### [Goal]
Copy out, word for word, the part of the items that opens with the line containing "Task: give one point on each instance of the skin" and runs to the end of the items, with that first line and the final line both included.

### [Material provided]
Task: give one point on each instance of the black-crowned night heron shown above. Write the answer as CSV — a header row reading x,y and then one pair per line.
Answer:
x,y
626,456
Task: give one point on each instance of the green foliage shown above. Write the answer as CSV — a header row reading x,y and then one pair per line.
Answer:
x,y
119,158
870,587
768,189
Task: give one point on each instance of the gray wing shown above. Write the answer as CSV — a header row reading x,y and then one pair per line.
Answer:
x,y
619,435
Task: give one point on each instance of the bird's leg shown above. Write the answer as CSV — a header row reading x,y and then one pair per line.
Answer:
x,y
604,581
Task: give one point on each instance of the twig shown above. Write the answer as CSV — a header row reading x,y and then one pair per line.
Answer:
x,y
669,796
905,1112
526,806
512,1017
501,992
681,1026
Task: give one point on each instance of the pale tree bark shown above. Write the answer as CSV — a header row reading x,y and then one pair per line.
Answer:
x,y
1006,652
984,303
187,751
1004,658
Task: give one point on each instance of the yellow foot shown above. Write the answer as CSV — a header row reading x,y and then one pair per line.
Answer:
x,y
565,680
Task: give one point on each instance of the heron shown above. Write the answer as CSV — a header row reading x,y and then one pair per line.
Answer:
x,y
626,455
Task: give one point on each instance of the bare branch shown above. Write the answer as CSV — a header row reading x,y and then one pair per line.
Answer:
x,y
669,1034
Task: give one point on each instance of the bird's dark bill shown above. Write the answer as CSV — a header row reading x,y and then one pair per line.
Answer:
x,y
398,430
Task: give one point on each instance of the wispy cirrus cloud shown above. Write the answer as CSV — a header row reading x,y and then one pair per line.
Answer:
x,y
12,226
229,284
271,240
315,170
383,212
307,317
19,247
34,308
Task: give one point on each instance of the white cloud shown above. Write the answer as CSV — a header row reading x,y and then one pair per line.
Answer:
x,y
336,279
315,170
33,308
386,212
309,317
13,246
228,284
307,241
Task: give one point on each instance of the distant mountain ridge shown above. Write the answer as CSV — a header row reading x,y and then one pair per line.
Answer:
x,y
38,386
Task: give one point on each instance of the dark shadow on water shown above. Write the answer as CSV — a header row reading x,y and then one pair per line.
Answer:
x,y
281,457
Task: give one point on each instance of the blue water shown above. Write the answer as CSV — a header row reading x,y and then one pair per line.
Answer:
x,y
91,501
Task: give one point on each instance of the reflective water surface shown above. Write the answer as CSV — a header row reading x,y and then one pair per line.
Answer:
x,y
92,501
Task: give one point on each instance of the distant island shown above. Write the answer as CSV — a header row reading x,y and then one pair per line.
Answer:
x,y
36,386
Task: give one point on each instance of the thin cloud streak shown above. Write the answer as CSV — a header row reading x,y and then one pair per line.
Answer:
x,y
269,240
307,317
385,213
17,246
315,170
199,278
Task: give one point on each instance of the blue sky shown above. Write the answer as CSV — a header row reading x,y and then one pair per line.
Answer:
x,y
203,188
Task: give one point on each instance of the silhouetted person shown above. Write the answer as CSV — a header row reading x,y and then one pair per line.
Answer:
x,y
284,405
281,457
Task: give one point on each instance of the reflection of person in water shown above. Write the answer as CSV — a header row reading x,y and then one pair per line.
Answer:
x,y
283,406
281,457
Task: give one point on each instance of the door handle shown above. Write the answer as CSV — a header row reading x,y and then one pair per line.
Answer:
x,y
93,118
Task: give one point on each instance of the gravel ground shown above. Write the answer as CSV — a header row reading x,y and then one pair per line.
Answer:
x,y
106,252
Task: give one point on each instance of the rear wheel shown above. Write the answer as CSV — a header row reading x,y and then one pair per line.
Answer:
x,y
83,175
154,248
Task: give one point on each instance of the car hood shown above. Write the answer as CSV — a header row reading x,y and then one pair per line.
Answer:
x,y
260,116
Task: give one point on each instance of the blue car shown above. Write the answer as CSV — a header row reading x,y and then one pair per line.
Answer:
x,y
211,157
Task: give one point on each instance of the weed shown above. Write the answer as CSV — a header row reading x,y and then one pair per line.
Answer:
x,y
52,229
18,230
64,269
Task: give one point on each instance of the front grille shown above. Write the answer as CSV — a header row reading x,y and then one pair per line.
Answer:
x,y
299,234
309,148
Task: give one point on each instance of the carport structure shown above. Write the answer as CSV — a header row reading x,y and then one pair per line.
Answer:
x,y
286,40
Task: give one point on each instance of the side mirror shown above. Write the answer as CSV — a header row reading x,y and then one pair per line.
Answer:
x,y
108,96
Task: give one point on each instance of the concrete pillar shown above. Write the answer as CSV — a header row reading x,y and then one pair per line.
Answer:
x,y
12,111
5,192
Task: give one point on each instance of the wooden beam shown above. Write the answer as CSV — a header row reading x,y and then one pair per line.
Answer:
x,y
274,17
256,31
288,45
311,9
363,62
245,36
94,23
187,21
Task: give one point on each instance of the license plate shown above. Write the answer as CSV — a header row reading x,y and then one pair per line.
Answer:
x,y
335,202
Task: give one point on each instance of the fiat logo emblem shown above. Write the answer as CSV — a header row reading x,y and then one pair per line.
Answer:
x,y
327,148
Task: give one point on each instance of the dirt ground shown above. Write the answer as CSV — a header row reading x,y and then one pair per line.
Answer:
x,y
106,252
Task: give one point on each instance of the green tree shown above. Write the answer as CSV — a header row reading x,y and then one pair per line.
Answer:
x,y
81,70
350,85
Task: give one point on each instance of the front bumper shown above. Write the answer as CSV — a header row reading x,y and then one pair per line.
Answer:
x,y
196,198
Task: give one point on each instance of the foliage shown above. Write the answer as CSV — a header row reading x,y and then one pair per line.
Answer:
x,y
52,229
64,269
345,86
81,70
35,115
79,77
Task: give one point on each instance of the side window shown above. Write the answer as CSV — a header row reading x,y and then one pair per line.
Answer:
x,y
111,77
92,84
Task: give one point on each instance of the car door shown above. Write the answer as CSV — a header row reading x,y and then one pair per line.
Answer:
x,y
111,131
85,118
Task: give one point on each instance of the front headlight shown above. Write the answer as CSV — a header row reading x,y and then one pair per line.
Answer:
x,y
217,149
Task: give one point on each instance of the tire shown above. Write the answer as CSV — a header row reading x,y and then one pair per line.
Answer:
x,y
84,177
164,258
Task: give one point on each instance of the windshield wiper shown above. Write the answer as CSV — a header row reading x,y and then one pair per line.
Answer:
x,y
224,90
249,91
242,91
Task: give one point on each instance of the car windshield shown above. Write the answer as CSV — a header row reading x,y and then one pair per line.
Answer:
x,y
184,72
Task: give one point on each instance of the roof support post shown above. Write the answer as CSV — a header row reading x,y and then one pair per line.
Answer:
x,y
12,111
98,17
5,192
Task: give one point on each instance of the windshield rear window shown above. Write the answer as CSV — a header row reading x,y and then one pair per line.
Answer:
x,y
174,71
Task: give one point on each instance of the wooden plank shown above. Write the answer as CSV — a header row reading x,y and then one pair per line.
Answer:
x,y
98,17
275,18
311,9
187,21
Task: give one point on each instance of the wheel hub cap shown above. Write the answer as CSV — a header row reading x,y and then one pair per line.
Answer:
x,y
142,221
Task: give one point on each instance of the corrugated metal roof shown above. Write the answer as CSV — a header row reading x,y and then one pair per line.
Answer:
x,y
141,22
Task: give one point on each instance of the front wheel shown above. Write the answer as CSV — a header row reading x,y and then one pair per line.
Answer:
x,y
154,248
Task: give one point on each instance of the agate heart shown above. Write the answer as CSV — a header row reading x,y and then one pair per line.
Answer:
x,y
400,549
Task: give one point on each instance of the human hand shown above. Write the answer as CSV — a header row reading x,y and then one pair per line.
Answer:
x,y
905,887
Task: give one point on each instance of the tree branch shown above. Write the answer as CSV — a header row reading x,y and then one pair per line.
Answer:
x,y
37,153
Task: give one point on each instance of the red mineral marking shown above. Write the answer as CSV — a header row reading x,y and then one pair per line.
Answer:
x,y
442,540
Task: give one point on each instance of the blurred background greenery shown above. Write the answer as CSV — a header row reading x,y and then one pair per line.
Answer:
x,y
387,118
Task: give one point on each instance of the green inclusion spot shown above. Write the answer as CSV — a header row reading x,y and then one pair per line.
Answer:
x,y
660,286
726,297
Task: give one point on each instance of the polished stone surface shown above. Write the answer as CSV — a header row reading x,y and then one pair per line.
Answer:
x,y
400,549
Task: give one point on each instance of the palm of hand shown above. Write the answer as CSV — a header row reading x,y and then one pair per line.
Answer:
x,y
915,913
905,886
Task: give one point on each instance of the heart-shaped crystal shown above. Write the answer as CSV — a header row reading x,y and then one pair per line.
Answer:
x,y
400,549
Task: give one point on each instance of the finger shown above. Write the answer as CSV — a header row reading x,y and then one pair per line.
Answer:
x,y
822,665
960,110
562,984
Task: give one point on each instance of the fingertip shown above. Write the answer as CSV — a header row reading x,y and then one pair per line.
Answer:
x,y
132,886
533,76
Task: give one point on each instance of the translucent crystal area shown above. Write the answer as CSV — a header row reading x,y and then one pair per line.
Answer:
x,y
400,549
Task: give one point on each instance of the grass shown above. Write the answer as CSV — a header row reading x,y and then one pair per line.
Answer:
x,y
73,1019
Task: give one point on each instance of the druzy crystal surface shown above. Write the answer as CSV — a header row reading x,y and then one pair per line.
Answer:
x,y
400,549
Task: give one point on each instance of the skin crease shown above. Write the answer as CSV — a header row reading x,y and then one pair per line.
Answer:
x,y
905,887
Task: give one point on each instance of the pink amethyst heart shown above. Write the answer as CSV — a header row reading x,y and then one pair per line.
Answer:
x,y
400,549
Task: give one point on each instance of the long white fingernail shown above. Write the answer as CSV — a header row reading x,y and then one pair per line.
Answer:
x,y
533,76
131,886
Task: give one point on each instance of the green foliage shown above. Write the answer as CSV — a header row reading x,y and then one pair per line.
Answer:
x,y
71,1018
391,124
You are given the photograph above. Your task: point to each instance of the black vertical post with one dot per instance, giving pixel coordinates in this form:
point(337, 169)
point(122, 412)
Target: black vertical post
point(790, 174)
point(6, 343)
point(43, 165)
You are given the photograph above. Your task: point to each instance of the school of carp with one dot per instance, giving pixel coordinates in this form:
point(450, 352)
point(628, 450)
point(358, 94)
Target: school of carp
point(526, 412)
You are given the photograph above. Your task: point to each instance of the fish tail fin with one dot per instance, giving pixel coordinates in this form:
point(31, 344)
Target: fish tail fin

### [Result of this exercise]
Task: give one point on each instance of the skin crease shown above. Write the answer as CSV — a header row reading x,y and then one pair per line.
Answer:
x,y
905,887
Task: give one point on each instance of the pink amethyst heart shown above. Write the answer as CSV — a header row reading x,y and then one pair per line.
Answer:
x,y
400,549
Task: give one point on each instance of the long white fingernail shown above. Write the answer as CSV — a header row reading x,y and then one pair per line.
Answer:
x,y
533,76
131,886
Task: give one point on each instance of the green foliage shown above. Write the answer as CSV — a header row reading x,y and then one pair per line.
Answer:
x,y
71,1018
391,124
You are given the photograph above. Your task: point to each instance of the black vertical post with one dot per instance, giving pixel coordinates in this form:
point(337, 169)
point(122, 412)
Target: black vertical post
point(790, 174)
point(6, 343)
point(43, 165)
You are given the photograph above. Your task: point to each instance of the school of carp with one dot per instance, giving pixel coordinates in this form:
point(450, 352)
point(628, 450)
point(358, 94)
Target: school of carp
point(526, 412)
You are given the photograph above. Your task: point to each instance of the fish tail fin with one dot per instance, giving pixel coordinates in this form:
point(31, 344)
Target: fish tail fin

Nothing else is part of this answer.